(Dataset excerpts)
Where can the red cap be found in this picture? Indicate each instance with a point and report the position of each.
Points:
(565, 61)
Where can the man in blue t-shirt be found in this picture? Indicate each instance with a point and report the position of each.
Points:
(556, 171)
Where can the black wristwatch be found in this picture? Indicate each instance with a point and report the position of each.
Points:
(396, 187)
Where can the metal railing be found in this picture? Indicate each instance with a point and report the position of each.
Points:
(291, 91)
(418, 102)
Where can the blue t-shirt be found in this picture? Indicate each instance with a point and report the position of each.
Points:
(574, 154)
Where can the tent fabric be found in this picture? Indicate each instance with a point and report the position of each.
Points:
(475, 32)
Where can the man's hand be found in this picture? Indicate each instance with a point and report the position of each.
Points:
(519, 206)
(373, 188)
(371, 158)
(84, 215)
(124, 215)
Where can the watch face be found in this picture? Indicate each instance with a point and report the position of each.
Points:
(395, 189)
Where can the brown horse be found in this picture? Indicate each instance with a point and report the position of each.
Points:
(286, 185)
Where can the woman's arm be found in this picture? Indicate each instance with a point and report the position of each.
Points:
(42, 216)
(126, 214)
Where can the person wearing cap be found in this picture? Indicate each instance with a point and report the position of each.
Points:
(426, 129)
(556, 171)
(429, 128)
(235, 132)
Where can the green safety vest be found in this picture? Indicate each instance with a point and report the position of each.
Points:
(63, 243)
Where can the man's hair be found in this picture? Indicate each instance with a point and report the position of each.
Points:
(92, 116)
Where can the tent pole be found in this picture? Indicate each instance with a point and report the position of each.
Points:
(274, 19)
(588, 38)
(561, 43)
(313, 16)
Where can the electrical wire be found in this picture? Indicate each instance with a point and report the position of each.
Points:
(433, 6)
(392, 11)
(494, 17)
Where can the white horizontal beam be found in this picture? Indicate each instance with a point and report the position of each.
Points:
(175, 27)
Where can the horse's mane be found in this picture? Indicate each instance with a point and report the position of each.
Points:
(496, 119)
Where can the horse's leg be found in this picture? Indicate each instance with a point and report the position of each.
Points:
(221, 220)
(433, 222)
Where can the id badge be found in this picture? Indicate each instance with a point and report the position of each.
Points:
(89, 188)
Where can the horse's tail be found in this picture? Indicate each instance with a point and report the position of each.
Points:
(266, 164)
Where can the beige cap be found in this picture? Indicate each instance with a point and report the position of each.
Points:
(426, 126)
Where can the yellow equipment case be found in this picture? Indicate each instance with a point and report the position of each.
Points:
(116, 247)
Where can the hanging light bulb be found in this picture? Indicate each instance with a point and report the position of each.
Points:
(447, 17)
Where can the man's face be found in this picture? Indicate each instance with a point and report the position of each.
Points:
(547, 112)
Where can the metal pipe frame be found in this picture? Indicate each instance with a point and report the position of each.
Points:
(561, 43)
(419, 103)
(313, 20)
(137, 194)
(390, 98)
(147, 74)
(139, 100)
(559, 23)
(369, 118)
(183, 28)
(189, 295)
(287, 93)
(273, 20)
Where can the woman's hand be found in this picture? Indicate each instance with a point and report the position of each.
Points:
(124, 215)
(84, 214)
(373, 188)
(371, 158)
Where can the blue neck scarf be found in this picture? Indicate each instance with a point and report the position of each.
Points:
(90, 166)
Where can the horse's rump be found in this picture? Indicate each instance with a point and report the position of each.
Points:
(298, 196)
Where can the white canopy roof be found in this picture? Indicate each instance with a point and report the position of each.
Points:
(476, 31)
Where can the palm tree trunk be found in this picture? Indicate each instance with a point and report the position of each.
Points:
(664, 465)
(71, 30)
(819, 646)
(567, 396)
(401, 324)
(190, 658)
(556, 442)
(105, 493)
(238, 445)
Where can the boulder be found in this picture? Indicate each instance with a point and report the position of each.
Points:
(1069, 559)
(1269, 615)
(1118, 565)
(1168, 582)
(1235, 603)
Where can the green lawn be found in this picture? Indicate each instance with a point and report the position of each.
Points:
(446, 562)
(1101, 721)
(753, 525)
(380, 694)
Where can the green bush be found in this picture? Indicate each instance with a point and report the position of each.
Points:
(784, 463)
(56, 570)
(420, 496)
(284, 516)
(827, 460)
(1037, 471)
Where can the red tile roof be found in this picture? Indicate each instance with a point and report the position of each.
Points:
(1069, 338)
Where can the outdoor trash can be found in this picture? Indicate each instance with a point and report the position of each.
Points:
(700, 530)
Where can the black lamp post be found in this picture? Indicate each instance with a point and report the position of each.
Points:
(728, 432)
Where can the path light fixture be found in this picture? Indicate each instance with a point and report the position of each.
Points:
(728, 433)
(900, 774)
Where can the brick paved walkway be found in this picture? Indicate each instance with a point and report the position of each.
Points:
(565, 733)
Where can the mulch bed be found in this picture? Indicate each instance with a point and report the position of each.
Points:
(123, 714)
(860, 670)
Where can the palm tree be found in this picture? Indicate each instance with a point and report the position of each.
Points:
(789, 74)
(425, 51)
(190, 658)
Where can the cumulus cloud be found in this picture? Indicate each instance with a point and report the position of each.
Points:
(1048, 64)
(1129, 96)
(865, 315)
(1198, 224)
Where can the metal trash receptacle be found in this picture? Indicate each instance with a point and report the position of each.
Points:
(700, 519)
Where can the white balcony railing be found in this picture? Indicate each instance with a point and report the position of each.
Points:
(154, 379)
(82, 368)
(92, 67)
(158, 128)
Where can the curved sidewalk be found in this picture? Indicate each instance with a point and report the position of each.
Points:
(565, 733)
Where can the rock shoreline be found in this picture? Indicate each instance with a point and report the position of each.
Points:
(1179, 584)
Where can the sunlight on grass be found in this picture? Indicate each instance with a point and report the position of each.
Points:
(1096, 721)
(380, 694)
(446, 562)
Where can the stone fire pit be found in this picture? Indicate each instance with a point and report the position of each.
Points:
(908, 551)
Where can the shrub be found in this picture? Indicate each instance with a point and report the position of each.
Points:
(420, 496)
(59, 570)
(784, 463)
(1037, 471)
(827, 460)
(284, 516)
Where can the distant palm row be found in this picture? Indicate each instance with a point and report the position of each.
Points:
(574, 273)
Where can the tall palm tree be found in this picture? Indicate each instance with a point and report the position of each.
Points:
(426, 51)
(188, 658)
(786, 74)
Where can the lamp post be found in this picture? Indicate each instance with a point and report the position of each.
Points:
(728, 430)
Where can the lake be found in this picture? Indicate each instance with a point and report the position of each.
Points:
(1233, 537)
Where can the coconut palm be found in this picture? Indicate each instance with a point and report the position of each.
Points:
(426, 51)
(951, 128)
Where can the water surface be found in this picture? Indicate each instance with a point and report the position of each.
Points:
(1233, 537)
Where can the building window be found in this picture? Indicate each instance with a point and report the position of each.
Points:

> BRIEF:
"post" is the word to look for; copy every line of the data that has it.

> ANSWER SECTION:
Where can the black lamp post be found in this picture? Indicate each instance with a point and report the position of each.
Where can the lamp post be found in this picture? Indicate each instance with a point and report the position of each.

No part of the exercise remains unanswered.